* _The task_
Find every line of the material below that contains the string "dappled", and copy each such line in full.

* _Record excerpts_
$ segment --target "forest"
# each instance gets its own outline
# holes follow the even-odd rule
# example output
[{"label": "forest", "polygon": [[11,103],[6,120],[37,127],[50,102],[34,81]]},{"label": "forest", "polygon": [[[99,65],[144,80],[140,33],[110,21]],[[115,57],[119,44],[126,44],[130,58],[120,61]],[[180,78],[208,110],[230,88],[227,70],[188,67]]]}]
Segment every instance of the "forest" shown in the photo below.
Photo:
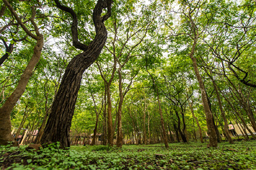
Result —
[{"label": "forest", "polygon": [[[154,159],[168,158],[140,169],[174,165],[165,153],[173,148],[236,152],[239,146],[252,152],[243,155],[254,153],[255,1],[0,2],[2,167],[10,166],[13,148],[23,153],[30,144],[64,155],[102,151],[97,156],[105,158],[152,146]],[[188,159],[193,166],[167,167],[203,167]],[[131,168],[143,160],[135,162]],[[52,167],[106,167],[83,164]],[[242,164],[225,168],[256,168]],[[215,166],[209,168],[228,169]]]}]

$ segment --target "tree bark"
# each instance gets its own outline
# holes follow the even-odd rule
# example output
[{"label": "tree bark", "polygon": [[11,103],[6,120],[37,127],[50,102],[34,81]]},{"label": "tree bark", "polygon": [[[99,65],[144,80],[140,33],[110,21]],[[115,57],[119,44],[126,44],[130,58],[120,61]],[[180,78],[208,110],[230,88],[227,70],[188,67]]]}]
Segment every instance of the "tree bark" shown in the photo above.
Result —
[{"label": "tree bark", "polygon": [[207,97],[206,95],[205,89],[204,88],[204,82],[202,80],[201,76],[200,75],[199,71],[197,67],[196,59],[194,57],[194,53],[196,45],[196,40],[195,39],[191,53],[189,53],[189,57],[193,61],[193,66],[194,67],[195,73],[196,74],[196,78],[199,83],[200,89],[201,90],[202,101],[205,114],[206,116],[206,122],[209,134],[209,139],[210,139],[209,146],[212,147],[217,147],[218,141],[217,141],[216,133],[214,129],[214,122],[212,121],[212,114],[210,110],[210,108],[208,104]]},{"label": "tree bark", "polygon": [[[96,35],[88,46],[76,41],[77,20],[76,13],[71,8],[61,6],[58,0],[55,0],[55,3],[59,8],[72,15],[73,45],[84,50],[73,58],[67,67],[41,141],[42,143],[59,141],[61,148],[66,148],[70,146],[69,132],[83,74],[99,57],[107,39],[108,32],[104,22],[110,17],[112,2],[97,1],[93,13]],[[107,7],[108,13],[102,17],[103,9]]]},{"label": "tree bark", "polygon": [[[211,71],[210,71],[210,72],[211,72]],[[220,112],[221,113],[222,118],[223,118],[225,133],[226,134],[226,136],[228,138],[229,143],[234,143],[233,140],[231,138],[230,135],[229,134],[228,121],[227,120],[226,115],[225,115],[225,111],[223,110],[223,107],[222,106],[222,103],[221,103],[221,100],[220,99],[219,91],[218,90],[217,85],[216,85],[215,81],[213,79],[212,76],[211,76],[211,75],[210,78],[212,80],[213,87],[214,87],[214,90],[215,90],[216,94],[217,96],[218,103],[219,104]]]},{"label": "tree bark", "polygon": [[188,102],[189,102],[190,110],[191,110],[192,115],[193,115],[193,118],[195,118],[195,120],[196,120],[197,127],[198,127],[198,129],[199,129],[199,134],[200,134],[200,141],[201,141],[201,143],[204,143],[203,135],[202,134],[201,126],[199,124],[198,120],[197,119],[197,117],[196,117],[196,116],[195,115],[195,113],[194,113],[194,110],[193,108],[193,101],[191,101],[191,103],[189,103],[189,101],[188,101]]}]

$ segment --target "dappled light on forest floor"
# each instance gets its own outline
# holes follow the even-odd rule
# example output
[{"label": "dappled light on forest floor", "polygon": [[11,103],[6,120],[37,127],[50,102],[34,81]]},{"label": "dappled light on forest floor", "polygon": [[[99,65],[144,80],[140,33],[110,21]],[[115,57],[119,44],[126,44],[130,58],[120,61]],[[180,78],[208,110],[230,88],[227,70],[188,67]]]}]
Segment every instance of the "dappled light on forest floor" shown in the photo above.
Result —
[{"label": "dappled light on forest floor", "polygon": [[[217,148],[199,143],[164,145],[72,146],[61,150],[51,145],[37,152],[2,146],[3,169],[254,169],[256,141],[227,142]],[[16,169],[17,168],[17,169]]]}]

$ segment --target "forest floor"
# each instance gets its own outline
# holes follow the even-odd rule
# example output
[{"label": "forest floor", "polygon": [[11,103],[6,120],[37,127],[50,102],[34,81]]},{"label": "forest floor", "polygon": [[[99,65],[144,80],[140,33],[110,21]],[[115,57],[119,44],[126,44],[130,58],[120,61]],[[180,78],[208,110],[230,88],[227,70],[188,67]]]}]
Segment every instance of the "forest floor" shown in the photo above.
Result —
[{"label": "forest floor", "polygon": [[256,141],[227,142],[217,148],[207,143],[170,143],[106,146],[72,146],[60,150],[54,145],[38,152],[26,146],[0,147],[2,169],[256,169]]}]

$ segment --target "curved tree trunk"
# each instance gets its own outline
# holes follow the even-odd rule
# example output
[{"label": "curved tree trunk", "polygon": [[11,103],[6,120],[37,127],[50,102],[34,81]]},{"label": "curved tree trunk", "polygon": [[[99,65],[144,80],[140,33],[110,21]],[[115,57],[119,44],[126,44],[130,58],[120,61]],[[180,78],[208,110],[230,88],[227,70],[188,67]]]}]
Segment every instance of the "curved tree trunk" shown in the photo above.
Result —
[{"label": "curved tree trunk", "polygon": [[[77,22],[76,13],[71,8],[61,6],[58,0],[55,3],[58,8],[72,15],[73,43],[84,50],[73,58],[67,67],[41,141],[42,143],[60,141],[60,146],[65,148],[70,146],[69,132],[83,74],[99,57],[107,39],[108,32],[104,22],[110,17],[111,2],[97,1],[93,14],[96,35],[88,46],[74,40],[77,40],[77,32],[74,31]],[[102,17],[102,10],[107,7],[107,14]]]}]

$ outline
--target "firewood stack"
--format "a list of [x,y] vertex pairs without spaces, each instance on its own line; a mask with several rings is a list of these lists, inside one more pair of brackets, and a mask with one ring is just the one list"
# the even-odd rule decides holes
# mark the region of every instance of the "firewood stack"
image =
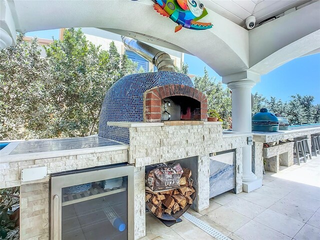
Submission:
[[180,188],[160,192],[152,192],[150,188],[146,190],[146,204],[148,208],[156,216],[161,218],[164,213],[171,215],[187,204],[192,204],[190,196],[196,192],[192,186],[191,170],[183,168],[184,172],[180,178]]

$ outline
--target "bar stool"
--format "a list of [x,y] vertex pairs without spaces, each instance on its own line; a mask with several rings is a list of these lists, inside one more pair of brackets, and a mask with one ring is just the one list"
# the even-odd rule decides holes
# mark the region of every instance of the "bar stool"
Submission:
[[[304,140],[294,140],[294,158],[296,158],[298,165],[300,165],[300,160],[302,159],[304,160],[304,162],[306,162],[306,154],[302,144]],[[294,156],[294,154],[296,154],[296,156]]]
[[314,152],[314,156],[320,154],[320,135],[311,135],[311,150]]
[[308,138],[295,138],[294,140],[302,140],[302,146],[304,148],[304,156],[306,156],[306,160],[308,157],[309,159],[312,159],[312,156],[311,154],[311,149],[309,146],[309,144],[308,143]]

...

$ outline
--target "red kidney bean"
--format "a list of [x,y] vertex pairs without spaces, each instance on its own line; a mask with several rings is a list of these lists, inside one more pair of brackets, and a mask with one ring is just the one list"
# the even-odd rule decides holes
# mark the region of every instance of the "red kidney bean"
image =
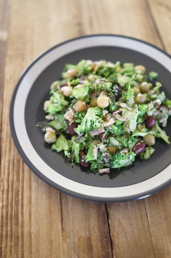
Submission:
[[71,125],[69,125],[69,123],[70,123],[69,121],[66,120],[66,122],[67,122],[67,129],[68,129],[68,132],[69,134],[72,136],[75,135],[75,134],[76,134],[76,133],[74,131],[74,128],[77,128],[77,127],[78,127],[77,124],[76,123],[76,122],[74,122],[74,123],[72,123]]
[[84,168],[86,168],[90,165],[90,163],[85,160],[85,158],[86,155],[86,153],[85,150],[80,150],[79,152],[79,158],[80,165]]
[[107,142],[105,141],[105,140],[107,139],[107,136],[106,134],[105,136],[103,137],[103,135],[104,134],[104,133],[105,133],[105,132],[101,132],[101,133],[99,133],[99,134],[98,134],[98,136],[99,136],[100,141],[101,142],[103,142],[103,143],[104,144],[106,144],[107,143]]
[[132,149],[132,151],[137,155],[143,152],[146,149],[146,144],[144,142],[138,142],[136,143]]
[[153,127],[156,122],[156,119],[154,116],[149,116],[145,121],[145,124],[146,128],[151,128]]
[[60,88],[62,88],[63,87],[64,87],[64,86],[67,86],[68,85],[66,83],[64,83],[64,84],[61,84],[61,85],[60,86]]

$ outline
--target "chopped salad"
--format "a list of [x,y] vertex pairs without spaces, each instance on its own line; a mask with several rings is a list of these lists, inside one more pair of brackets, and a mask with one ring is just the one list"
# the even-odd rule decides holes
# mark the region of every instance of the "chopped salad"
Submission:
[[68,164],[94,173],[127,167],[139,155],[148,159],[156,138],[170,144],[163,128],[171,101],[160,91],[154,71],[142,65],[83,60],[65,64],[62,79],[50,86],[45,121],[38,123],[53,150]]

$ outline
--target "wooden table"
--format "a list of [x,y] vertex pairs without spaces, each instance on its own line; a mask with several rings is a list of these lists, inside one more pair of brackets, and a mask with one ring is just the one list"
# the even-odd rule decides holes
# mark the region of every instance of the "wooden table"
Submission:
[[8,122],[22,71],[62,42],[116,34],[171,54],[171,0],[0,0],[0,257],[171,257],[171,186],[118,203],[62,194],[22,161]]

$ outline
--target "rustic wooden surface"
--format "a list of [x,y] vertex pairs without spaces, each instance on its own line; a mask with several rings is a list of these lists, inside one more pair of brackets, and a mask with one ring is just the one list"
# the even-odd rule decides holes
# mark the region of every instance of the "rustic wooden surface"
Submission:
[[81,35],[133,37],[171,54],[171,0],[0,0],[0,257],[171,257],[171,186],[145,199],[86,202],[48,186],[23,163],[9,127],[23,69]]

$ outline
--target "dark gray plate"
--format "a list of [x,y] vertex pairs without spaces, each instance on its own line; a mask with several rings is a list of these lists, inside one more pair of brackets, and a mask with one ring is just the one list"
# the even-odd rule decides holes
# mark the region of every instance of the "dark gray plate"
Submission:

---

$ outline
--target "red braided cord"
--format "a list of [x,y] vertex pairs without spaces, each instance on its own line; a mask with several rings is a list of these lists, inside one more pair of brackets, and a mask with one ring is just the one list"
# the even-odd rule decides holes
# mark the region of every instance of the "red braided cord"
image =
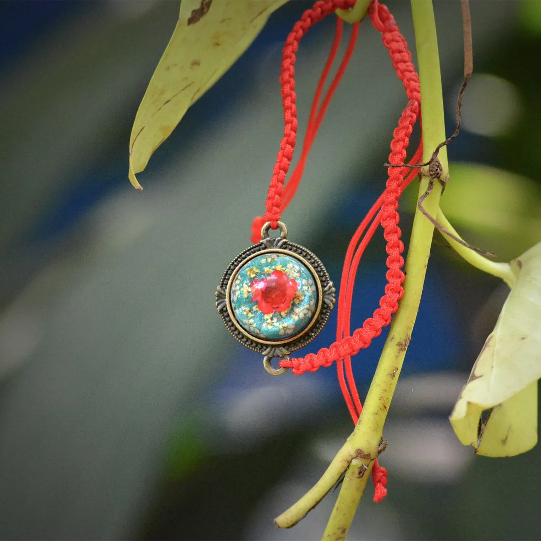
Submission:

* _Exercise output_
$ segment --target "dappled light on forest floor"
[{"label": "dappled light on forest floor", "polygon": [[11,103],[6,120],[37,127],[50,102],[34,81]]},{"label": "dappled light on forest floor", "polygon": [[[99,65],[144,80],[140,33],[110,21]],[[115,57],[119,44],[126,44],[130,58],[120,61]],[[180,78],[208,110],[230,88],[227,70],[188,67]]]}]
Segment every instance of the "dappled light on forest floor" shown in the photo above.
[{"label": "dappled light on forest floor", "polygon": [[[217,148],[199,143],[164,145],[72,146],[61,150],[51,145],[37,152],[2,146],[3,169],[254,169],[256,141],[227,142]],[[16,169],[17,168],[17,169]]]}]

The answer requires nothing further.